AIM OF THE TASK -> Write out all the entries below without any change.
#### INPUT FOR THIS TASK ####
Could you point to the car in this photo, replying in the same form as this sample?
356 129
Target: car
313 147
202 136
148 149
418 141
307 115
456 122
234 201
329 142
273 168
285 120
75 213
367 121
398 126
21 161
####
OUTPUT BELOW ->
Could you point to the car in this photo, replying in the same form as this sample?
356 129
Target: car
313 147
202 136
148 149
418 141
307 115
456 122
234 201
329 142
273 168
285 120
75 213
367 121
398 126
21 161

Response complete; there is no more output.